Format every line of the records below as a numbered list, skipping blank lines and leaving out the pictures.

·····

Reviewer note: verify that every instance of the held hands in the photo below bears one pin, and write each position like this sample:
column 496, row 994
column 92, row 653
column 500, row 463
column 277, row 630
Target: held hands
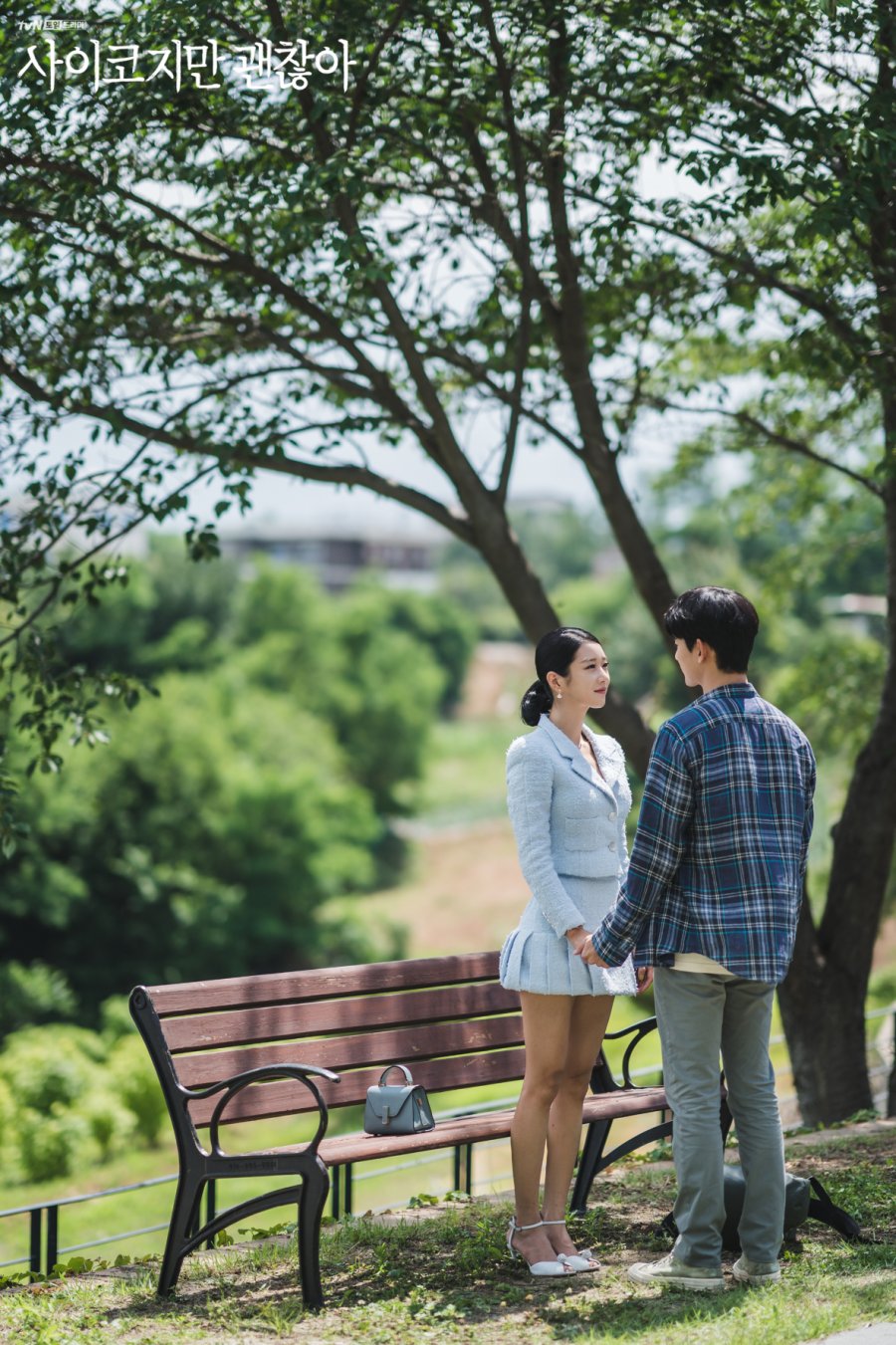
column 584, row 949
column 644, row 977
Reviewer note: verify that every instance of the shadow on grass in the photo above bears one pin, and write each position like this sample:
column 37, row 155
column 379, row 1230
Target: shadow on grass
column 451, row 1270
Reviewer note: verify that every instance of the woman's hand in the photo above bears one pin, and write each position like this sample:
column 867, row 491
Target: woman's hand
column 577, row 938
column 588, row 954
column 644, row 978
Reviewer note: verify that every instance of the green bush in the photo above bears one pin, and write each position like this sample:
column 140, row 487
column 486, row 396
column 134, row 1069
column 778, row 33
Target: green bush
column 108, row 1121
column 47, row 1142
column 47, row 1067
column 133, row 1081
column 31, row 995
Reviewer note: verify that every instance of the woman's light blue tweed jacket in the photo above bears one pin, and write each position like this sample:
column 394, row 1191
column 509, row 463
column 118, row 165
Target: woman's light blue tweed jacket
column 567, row 820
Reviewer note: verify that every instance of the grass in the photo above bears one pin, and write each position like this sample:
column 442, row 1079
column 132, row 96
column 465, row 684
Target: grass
column 444, row 1275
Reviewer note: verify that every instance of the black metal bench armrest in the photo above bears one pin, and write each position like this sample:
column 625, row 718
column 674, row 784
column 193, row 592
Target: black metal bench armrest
column 302, row 1073
column 601, row 1077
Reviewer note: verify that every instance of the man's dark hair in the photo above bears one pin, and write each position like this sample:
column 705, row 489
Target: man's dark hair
column 720, row 617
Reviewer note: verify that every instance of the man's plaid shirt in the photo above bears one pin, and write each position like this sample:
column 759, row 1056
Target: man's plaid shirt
column 720, row 851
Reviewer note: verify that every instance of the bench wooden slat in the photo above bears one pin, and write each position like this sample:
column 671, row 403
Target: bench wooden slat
column 491, row 1125
column 321, row 984
column 339, row 1053
column 282, row 1099
column 278, row 1022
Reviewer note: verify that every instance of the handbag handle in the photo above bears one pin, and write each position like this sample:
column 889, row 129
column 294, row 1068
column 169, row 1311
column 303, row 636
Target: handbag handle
column 387, row 1071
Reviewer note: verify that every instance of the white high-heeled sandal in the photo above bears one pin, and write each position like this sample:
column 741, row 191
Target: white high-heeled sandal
column 556, row 1267
column 577, row 1261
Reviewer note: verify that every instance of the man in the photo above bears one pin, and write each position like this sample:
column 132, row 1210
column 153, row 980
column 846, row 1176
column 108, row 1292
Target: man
column 711, row 901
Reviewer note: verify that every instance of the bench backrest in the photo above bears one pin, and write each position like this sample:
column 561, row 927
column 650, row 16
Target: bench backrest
column 448, row 1018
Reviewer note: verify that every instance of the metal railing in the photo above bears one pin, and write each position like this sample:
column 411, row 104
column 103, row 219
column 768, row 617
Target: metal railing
column 43, row 1218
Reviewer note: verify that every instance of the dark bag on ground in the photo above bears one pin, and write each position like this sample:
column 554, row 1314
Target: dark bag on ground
column 397, row 1108
column 804, row 1198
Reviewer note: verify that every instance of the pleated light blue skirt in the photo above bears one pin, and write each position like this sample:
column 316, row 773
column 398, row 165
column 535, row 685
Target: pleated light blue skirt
column 535, row 959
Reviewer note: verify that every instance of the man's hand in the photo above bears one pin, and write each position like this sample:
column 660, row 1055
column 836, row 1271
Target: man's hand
column 588, row 954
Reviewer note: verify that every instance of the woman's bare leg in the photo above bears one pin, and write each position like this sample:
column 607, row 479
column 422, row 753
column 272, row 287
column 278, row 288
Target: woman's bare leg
column 547, row 1021
column 588, row 1022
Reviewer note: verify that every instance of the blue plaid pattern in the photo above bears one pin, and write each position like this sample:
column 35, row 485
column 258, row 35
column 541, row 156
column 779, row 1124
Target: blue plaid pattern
column 720, row 851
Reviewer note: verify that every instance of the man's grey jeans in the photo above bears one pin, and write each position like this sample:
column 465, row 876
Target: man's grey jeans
column 701, row 1015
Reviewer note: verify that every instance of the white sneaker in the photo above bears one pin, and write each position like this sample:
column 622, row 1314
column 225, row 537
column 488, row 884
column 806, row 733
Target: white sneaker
column 755, row 1272
column 670, row 1271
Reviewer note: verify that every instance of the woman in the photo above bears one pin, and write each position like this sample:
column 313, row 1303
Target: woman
column 567, row 797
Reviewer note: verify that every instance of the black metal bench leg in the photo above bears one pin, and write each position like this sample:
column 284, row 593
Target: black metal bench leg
column 314, row 1196
column 183, row 1218
column 726, row 1118
column 589, row 1164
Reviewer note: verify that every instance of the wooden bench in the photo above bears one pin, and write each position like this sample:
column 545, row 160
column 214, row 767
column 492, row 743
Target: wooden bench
column 272, row 1045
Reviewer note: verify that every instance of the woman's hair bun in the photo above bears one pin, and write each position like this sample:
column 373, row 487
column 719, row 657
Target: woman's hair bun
column 536, row 702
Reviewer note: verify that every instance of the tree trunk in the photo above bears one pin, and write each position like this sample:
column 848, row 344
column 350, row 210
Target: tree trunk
column 501, row 551
column 823, row 997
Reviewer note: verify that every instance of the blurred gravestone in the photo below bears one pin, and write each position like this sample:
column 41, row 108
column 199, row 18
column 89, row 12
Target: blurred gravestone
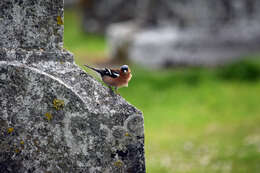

·····

- The solution:
1. Reviewer note: verify that every instance of the held hands in the photo below bears one pin, and write each position like this sample:
2. column 496, row 994
3. column 92, row 653
4. column 500, row 463
5. column 277, row 630
6. Target: held hands
7. column 584, row 949
8. column 644, row 977
9. Reviewer note: verify that every instance of the shadow on grass in the photo above bears one pin, and write each position like this sample:
10. column 37, row 155
11. column 379, row 1230
12. Target: shadow on grass
13. column 451, row 1270
14. Reviewer note: verify that every instance of the woman's hand in the photo above bears one pin, and write each position like this sample:
15. column 867, row 491
16. Target: woman's hand
17. column 577, row 938
18. column 588, row 954
19. column 644, row 978
20. Reviewer note: verify that every instance of the green bush in the photo above bears one pin, and write each position like this sample:
21. column 140, row 487
22. column 486, row 396
23. column 134, row 1069
24. column 778, row 33
25. Target: green bush
26. column 108, row 1121
27. column 47, row 1142
28. column 47, row 1067
29. column 133, row 1081
30. column 31, row 995
31. Reviewer note: verify that every instance of the woman's light blue tweed jacket in the photo above bears one pin, and write each position like this sample:
32. column 394, row 1191
33. column 509, row 463
34. column 118, row 165
35. Target: woman's light blue tweed jacket
36. column 567, row 820
37. Reviewer note: verify that every instance of the grass in the photo above bears one pin, and write each position like this sample:
38. column 442, row 1079
39. column 132, row 96
40. column 465, row 684
41. Target: grass
42. column 444, row 1275
43. Reviewer note: verify that every instance of the black metal bench armrest in the photo above bears one pin, and write each position like this sample:
44. column 625, row 718
45. column 674, row 784
46. column 193, row 592
47. Target: black metal bench armrest
48. column 302, row 1073
49. column 601, row 1077
50. Reviewer note: verify that every instance of the man's dark hair in the photo above bears one pin, and write each position like this sample:
51. column 705, row 489
52. Target: man's dark hair
53. column 720, row 617
54. Reviewer note: verify that every instance of the man's plaid shirt in the photo above bears one pin, and write each position like this sample:
55. column 759, row 1056
56. Target: man's plaid shirt
57. column 720, row 851
58. Reviewer note: verify that every instance of the bench wooden slat in the photo above bears one pin, and write each position like this sample:
59. column 671, row 403
60. Target: bench wooden slat
61. column 491, row 1125
62. column 321, row 984
63. column 339, row 1053
64. column 282, row 1099
65. column 278, row 1022
66. Reviewer note: verify that every instance of the handbag handle in the photo above bears one pin, and write each position like this sample:
67. column 889, row 129
68. column 294, row 1068
69. column 169, row 1311
70. column 303, row 636
71. Target: handbag handle
72. column 387, row 1071
73. Reviewer note: verify that every instance of the white high-heeled sandal in the photo above bears one pin, and write each position like this sample:
74. column 741, row 191
75. Target: white high-heeled sandal
76. column 556, row 1267
77. column 577, row 1261
78. Reviewer note: verify that every instance of the man in the photo above bears one pin, and write each position like this sample:
79. column 132, row 1210
80. column 153, row 980
81. column 846, row 1176
82. column 108, row 1292
83. Target: man
84. column 711, row 901
85. Reviewer note: verify that every instance of the bench backrest in the photo above bears one pin, and write each position like this sample:
86. column 561, row 927
87. column 650, row 16
88. Target: bench backrest
89. column 448, row 1018
90. Reviewer note: verify that every instance of the metal railing in the photo above bears one pin, and write each position like this sample:
91. column 411, row 104
92. column 103, row 219
93. column 768, row 617
94. Target: metal railing
95. column 43, row 1218
96. Reviewer note: verify that every instance of the dark bag on ground in the photo above bears one pin, and write each position like this sample:
97. column 554, row 1314
98. Target: dark bag on ground
99. column 397, row 1108
100. column 804, row 1198
101. Reviewer note: verify that every instance of the pleated light blue skirt in the photo above bears one pin, and write each position like this sample:
102. column 316, row 773
103. column 398, row 165
104. column 535, row 685
105. Target: pleated light blue skirt
106. column 535, row 959
107. Reviewer note: verify that every instance of the man's hand in the photo above bears one pin, and write each position like this sample:
108. column 660, row 1055
109. column 836, row 1271
110. Target: man's hand
111. column 588, row 954
112. Reviewer note: verify that every instance of the woman's bare leg in the photo above bears one pin, and write each position like this sample:
113. column 607, row 479
114. column 422, row 753
115. column 272, row 287
116. column 278, row 288
117. Target: woman's bare leg
118. column 547, row 1021
119. column 588, row 1022
120. Reviewer note: verify that every instance of the blue plaid pattern in the photo above bears one pin, and write each position like this sample:
121. column 35, row 485
122. column 258, row 35
123. column 541, row 156
124. column 779, row 1124
125. Target: blue plaid pattern
126. column 720, row 851
127. Reviewer note: verify that every instance of the man's grey jeans in the photo above bears one pin, and write each position like this sample:
128. column 465, row 876
129. Target: man's grey jeans
130. column 701, row 1015
131. Reviewer note: verify that every instance of the white sneaker in the photo above bears one pin, and write each position like this sample:
132. column 622, row 1314
133. column 225, row 537
134. column 488, row 884
135. column 806, row 733
136. Target: white sneaker
137. column 755, row 1272
138. column 670, row 1271
139. Reviewer note: verify that every instance of the woman in the photo above bears one pin, and write each position like this sample:
140. column 313, row 1303
141. Target: woman
142. column 567, row 797
143. Reviewer note: verify that every instance of the black metal bench leg in the photo above bears one pin, and write each position like this sample:
144. column 284, row 593
145. Target: black metal bench leg
146. column 314, row 1196
147. column 183, row 1218
148. column 726, row 1118
149. column 589, row 1164
150. Reviewer note: verify that every instance of the wooden bench in the photo above bears one pin, and write each position like this sample:
151. column 545, row 160
152. column 214, row 767
153. column 492, row 743
154. Target: wooden bench
155. column 272, row 1045
156. Reviewer note: verify that every instance of the woman's hair bun in the photo above bears one pin, and write each position like this sample:
157. column 373, row 487
158. column 719, row 657
159. Target: woman's hair bun
160. column 536, row 702
161. Reviewer note: verify that every instance of the tree trunk in the photo above bears one pin, and write each position like this sample:
162. column 848, row 344
163. column 350, row 210
164. Target: tree trunk
165. column 501, row 551
166. column 823, row 997
167. Reviewer note: verify that every instance of the blurred gravestone in the photo below bears one pin, and write each position like this sample:
168. column 41, row 108
169. column 199, row 18
170. column 89, row 12
171. Target: blurred gravestone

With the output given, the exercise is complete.